__出題 1__:
松本山雅FCについての抜粋を読み、次の問いに答えてください。
(a) 今季のトレーニングキャンプはどこで行われたか。
(b) そのキャンプは合計何日間に及んだか。
(c) 新指揮官の根底にある考えは、どの言葉に集約されると書かれているか。
__出題 2__: 松本山雅FCについての抜粋にある「今季は和歌山と鹿児島で合計31日間にも及ぶキャンプを張った。」を英語に訳してください。
__出題 3__: 霜田正浩監督率いる松本山雅FCについての記事を、最後の文「ボールという宝物を手中に収めるべく、明確に狙いを定めて獰猛に狩る。」の後から書き継いでください。

__抜粋__:
J3でのシーズンも2年目を迎える松本山雅FC。唯一の目標であるJ2復帰は、新監督の霜田正浩に託されたが、ロマン派で鳴らす指揮官は既にチームへ攻撃的なエッセンスを落とし込み、選手たちもそれを受け止めながら、ポジティブな変化を楽しんでいるようだ。ただ、もちろんそれも評価されるのは結果が伴ってこそ。キャンプの全日程を取材した大枝令が、その期待を描く。

新指揮官・霜田正浩がチームにかけた“魔法”

 パッションを帯びた口調で、理路整然と戦術が語られる。「ストン」という音がするような感覚で、肚に落ちて全身に染みわたる。その根底には、疑義を差し挟む余地のないほど明確な設計図があるから。気がつけば、チームは目を輝かせながらトレーニングに打ち込んでいる――。

 寒冷地だからこそ長い、松本山雅FCのトレーニングキャンプ。今季は和歌山と鹿児島で合計31日間にも及ぶキャンプを張った。昨季に1年でのJ2復帰を逃し、2年目となるJ3のシーズン。新指揮官・霜田正浩監督は時間をたっぷり使い、松本山雅にある種の“魔法”をかけた。その全日程を取材した人間として、今季は全く別種のチームとして皆さんの前に立ち現れることを予言しておく。

 ボールオリエンテッド――ボールを中心とした攻撃と守備。新指揮官の根底にあるのはその言葉に集約される。「攻撃/守備」というよりは、「ボール保持/非保持」と表現するのが相応しい。冷や汗をかきそうになるほどコンパクトに、上下左右を圧縮する。ボールという宝物を手中に収めるべく、明確に狙いを定めて獰猛に狩る。

__データ部__:
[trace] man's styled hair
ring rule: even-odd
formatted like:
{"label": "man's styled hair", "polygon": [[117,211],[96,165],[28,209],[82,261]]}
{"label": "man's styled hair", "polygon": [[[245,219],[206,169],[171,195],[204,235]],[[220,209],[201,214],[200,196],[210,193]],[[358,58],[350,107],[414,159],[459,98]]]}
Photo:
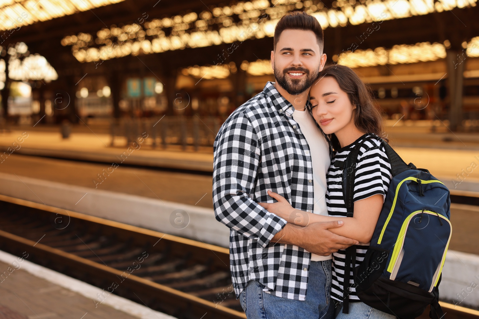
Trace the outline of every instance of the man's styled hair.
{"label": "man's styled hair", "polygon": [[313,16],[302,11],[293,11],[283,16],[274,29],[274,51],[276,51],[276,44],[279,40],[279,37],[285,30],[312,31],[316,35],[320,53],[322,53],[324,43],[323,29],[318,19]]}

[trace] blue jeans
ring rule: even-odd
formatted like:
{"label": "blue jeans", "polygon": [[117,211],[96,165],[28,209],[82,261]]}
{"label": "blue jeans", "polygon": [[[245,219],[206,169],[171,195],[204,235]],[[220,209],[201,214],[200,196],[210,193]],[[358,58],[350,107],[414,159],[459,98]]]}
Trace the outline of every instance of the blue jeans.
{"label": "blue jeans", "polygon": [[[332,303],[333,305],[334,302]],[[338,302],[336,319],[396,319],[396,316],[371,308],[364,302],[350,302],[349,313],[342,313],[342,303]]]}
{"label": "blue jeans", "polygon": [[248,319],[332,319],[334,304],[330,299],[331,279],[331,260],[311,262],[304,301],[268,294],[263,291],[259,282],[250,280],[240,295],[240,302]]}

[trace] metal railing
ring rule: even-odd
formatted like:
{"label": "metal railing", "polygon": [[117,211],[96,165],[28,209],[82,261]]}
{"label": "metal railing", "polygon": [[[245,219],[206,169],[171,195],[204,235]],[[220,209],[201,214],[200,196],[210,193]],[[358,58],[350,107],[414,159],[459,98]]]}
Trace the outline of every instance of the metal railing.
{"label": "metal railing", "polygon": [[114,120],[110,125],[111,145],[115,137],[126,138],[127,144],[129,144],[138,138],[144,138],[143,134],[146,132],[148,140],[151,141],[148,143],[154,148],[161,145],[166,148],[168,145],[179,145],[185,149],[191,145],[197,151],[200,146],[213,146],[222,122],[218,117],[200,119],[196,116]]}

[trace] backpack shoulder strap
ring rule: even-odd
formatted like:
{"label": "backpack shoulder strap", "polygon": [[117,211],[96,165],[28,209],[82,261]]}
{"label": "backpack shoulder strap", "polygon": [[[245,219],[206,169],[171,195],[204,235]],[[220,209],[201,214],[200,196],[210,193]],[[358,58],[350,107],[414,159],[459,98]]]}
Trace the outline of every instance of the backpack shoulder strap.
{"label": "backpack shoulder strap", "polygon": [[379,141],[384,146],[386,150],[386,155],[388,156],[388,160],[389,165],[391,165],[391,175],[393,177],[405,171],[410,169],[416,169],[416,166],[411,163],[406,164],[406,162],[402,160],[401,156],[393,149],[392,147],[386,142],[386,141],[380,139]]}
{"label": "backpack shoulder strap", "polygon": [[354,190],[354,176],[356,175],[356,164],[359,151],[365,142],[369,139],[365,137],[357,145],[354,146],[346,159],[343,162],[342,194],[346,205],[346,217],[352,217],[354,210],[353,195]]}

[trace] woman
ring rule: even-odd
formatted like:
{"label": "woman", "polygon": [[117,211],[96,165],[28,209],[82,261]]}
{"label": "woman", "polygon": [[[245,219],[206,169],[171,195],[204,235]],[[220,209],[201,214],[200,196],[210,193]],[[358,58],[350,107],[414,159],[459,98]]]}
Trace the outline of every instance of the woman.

__想定解答 1__:
(a) 和歌山と鹿児島
(b) 31日間
(c) ボールオリエンテッド

__想定解答 2__: This season, the team held training camps in Wakayama and Kagoshima that lasted a total of 31 days.

__想定解答 3__:
 奪還したらどうするか?もちろんゴールに入れに行く。最終的な形から逆算して、そのための最適解を共有しながら前進する。ポゼッションではなく、プログレッション。攻略すべきポイントをしかるべきタイミングで陥れ、ネットを揺らす。「ああ、練習で見た通りのゴールだ」。キャンプ中のトレーニングマッチで、何度そう膝を打ったかわからない。

2月4日には先駆けて開幕したJ1で首位を走るヴィッセル神戸と対戦した松本山雅。その後の鹿児島キャンプではFCソウル、コンサドーレ札幌、ロアッソ熊本とトレーニングマッチを行っている

「ボールを持つ」という新たな選択肢

 その過程で、パスが繋がる。松本山雅を長年見てきた人なら共感できると思うが、元来は「持たざるチーム」だった。持っているのは熱狂的なサポーターと、彼らがもたらす有形無形の支援。それが原動力となり、2019年までは反町康治監督とともに右肩上がりの成長曲線を描いてきた。J1にまで到達した。それでも、ずっと持てなかったものが一つだけある。

 ボールだ。

 J2参入当初は選手の特性に合わせ、現実的な堅守速攻を極限まで突き詰めた。ビルドアップという概念さえほとんどなかった。そのままJ1に到達し、跳ね返された2016年に5レーンを導入。ただ、最終的に定着には至らず2019年の指揮官退任を迎えた。2度目のJ1で残留を果たせなかった苦いシーズンとして記憶されている。

 そこからは、「急転直下」という言葉通りの落日ぶりだった。2度の指揮官交代、そして最下位でのJ3降格。ボタンを掛け違えるとこうなってしまう――という悪しき例を体現するように沈んだ。もちろんその場その場でチームの現場は全力を振り絞っていたと認識はしているけれども。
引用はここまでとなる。